[Items from a dataset]

######

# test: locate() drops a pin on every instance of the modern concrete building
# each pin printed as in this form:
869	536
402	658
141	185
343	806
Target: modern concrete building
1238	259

######

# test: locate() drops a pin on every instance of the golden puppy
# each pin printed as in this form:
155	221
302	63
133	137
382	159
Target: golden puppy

######

PROBLEM >> Whichever lines of the records above hold the word "test" should all be copied out.

EXERCISE RESPONSE >>
# test: locate() drops a pin on every instance of the modern concrete building
# test: locate() drops a pin on every instance of the golden puppy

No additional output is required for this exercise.